▸ Exercise: Render all of the records below as a two-column CSV with the header label_request,points, giving one row per request with its text and its answer each in a single quoted field and any line breaks replaced by spaces. Leave the pictures out.

▸ Given information:
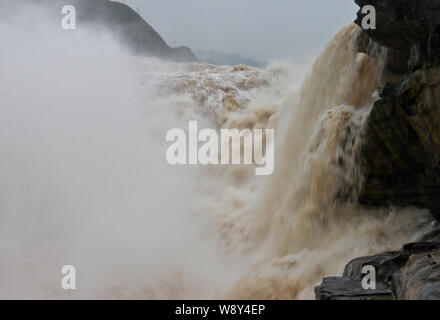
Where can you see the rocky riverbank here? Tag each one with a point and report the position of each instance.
(400, 153)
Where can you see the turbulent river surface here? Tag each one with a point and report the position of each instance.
(84, 180)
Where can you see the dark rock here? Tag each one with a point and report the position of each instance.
(337, 288)
(410, 273)
(410, 27)
(419, 279)
(128, 27)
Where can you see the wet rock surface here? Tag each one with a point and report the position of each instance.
(410, 273)
(400, 153)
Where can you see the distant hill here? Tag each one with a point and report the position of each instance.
(230, 59)
(125, 23)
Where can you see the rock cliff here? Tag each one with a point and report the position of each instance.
(400, 151)
(122, 21)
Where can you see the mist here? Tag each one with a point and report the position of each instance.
(257, 29)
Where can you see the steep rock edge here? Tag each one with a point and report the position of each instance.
(400, 151)
(400, 156)
(129, 28)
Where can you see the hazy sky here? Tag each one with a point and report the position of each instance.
(259, 29)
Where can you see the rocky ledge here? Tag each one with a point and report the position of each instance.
(400, 150)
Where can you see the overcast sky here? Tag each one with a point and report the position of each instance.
(260, 29)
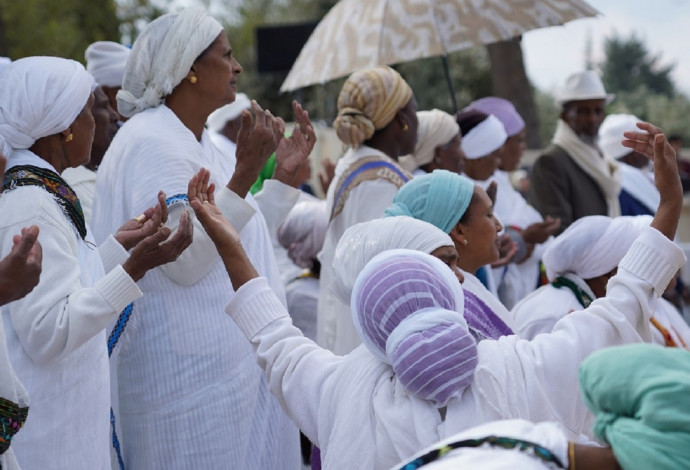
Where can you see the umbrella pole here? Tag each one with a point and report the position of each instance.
(446, 70)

▸ Response to this exercise:
label_request,points
"Where can you see the rocky riverbank here? Tag each one with a point and report the position of each instance.","(400, 153)"
"Where can you see the turbulent river surface here? Tag each one with a point and report the position of each instance.","(84, 180)"
"Where can you see the dark rock here? Tag each one with a point and report the position of each instance.","(337, 288) (410, 273) (410, 27) (419, 279) (128, 27)"
"Where can you see the wet rock surface here? Tag each one with a point and report the position of each instance.","(410, 273) (400, 153)"
"Where can you see the distant hill here? Tag each one with a point and report the position of each instance.","(230, 59) (125, 23)"
"Where can you see the rock cliff here? Tag each one with a point and report the position of each instance.","(400, 151) (122, 21)"
"Where can you see the mist here? Tag each one with a point and report the position of each instance.","(257, 29)"
"Where can you see the steep rock edge here? Tag each one with a point and report the position of each instance.","(400, 151) (400, 156) (129, 28)"
"Where can you see the hazy sky here? Tag each one with a point and report the position of each instance.","(259, 29)"
"Where can you see the rocky ledge here? Tag each one with a point and report the position of each instance.","(400, 150)"
"Where can you see the overcast sky here? Tag each one with a point and report the position of each instance.","(260, 29)"
"Where can you see the umbrella pole here? Tag each one with a point and report the position of each instance.","(446, 70)"